§ **Your instructions**:
Can you write out every one of the rows below word for word, leaving out the pictures?
-- BEGIN --
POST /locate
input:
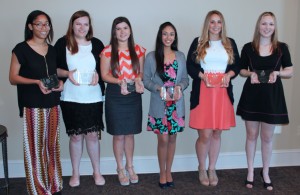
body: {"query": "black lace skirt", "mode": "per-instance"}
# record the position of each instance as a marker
(82, 118)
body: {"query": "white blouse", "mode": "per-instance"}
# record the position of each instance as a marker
(83, 61)
(216, 58)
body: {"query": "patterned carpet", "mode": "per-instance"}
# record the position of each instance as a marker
(285, 180)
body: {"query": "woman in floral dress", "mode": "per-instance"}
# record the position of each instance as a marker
(166, 67)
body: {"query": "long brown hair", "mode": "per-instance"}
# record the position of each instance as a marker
(114, 48)
(256, 36)
(71, 41)
(203, 42)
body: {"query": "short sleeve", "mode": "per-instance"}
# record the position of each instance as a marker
(19, 54)
(244, 61)
(106, 51)
(140, 51)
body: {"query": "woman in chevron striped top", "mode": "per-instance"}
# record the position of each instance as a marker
(122, 69)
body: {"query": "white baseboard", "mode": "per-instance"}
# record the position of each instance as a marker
(149, 164)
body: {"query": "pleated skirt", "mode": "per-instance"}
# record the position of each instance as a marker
(214, 110)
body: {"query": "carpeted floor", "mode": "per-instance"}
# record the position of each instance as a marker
(285, 180)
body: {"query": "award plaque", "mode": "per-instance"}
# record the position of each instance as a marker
(214, 79)
(84, 77)
(51, 81)
(263, 75)
(168, 93)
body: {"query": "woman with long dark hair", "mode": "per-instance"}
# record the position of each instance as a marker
(165, 68)
(122, 65)
(33, 70)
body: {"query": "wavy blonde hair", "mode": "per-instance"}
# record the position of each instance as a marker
(256, 36)
(203, 42)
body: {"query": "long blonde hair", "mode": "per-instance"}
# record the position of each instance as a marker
(203, 42)
(256, 36)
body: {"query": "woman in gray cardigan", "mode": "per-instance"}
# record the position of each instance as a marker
(166, 67)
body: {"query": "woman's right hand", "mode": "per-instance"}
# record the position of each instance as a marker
(71, 77)
(43, 89)
(254, 78)
(123, 86)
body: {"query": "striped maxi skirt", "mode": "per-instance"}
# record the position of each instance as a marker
(42, 150)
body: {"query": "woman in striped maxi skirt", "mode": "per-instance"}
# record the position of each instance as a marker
(32, 61)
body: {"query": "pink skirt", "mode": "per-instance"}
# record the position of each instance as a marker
(214, 110)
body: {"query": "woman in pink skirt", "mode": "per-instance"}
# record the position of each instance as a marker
(212, 62)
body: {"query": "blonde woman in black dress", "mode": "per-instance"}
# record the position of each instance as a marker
(264, 61)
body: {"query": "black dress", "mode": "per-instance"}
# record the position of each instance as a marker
(264, 102)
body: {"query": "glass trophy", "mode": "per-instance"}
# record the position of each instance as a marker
(168, 93)
(263, 75)
(84, 77)
(214, 79)
(130, 86)
(50, 82)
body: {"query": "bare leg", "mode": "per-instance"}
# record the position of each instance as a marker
(213, 154)
(252, 129)
(202, 148)
(170, 156)
(75, 147)
(162, 151)
(214, 149)
(267, 132)
(129, 149)
(119, 147)
(93, 149)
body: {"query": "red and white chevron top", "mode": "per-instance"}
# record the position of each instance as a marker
(125, 71)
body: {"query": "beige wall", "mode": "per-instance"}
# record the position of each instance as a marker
(145, 17)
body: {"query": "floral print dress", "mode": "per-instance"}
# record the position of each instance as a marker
(170, 123)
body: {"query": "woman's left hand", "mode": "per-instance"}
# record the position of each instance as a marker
(60, 86)
(225, 80)
(273, 77)
(139, 86)
(177, 93)
(95, 79)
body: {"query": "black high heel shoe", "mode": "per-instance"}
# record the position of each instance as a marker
(171, 184)
(247, 183)
(163, 185)
(266, 185)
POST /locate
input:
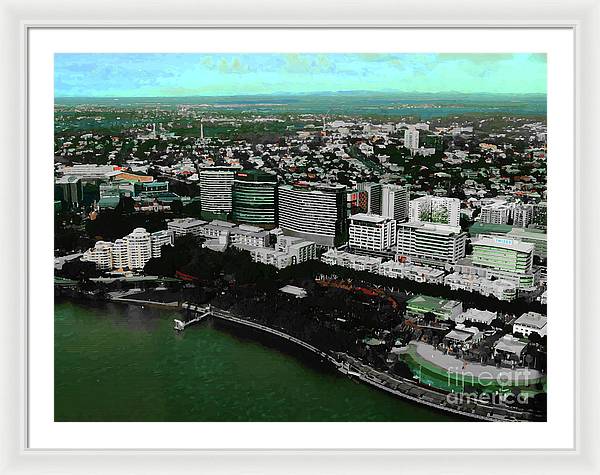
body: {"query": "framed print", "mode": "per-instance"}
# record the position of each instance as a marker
(270, 240)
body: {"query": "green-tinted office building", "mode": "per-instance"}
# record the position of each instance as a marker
(503, 254)
(254, 197)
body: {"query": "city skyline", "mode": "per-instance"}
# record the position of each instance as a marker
-- END --
§ **Output of the exercise**:
POST /locate
input:
body: {"query": "black lace skirt", "mode": "per-instance"}
# record the position of each instance as a marker
(82, 118)
body: {"query": "white blouse", "mode": "per-instance"}
# record the position of each instance as a marker
(83, 61)
(216, 58)
body: {"query": "patterned carpet", "mode": "per-instance"}
# record the position of each instance as a marker
(285, 180)
body: {"query": "woman in floral dress", "mode": "per-instance"}
# record the position of each instance as a marker
(166, 67)
body: {"query": "long brown hair", "mode": "per-instance"}
# record the position of each instance as a marker
(114, 48)
(256, 36)
(71, 41)
(203, 42)
body: {"query": "short sleeve", "mode": "per-instance"}
# record the position of each instance as a marker
(19, 54)
(244, 61)
(106, 51)
(140, 51)
body: {"query": "woman in chevron striped top", "mode": "per-instance"}
# record the position of each instance as a marker
(122, 69)
body: {"query": "white baseboard", "mode": "per-instance"}
# record the position of each instance as a marker
(149, 164)
body: {"query": "pleated skirt", "mode": "per-instance"}
# record the position of each instance as a marker
(214, 110)
body: {"query": "carpeted floor", "mode": "per-instance"}
# record the position of each instance as a marker
(285, 180)
body: {"query": "award plaque", "mode": "per-instance"}
# record the position of each instance as a marker
(214, 79)
(84, 77)
(51, 81)
(263, 75)
(168, 93)
body: {"query": "woman with long dark hair", "mode": "per-instance"}
# record the position of each instance as a marker
(165, 68)
(122, 65)
(33, 70)
body: {"query": "wavy blonde hair", "mode": "per-instance"}
# record the position of each instance as a marker
(256, 36)
(203, 42)
body: {"query": "long blonde hair", "mode": "per-instance"}
# record the position of each instance as a marker
(203, 42)
(256, 36)
body: {"query": "woman in gray cardigan", "mode": "per-instance"}
# record the position of each instance as a marker
(166, 67)
body: {"query": "woman's right hand", "mode": "per-instance"}
# record the position of each instance as a marker
(71, 77)
(43, 89)
(254, 78)
(123, 86)
body: {"query": "striped maxi skirt", "mode": "per-instance"}
# record the position of each instance as a marker
(42, 150)
body: {"query": "woman in striped maxi skirt", "mode": "per-instance"}
# record the position of each instance as a marker
(32, 61)
body: {"query": "pink skirt", "mode": "per-instance"}
# record the position of each instance as a marker
(214, 110)
body: {"query": "woman in pink skirt", "mode": "per-instance"}
# record the position of each instance as a marker
(212, 62)
body: {"query": "blonde woman in black dress", "mode": "per-instance"}
# record the position of each instance as a marker
(264, 61)
body: {"query": "black dress", "mode": "per-instance"}
# record the position of each instance as a marker
(264, 102)
body: {"query": "glass trophy", "mode": "per-instance"}
# record the position of each instance as a marker
(168, 93)
(263, 75)
(84, 77)
(214, 79)
(130, 86)
(50, 82)
body: {"query": "bare leg", "mode": "per-instance"}
# record the position of each instance as a marker
(213, 154)
(252, 129)
(202, 148)
(170, 156)
(75, 147)
(162, 151)
(214, 149)
(267, 132)
(129, 149)
(119, 147)
(93, 149)
body: {"query": "red and white chevron top", "mode": "per-instance"}
# record the position of each instance as a marker
(125, 71)
body: {"query": "beige wall", "mode": "per-instance"}
# record the position of each instance as a marker
(145, 17)
body: {"query": "floral print dress", "mode": "per-instance"}
# record the position of each instance as a marker
(170, 123)
body: {"query": "woman's left hand", "mode": "per-instance"}
# record the position of each instance as a marker
(60, 86)
(225, 80)
(273, 77)
(139, 86)
(177, 93)
(95, 79)
body: {"query": "black high heel shoe", "mode": "per-instance"}
# record the position of each instance as a marker
(171, 184)
(247, 183)
(163, 185)
(266, 185)
POST /locate
input:
body: {"query": "framed print", "mode": "per-instance"}
# record the position of each instance as a marker
(270, 240)
body: {"query": "green-tinted office building", "mode": "per-instance"}
# record the position of each instance as a marker
(503, 254)
(254, 197)
body: {"query": "city skyline", "mode": "per-instance"}
# record the position of each instance as a marker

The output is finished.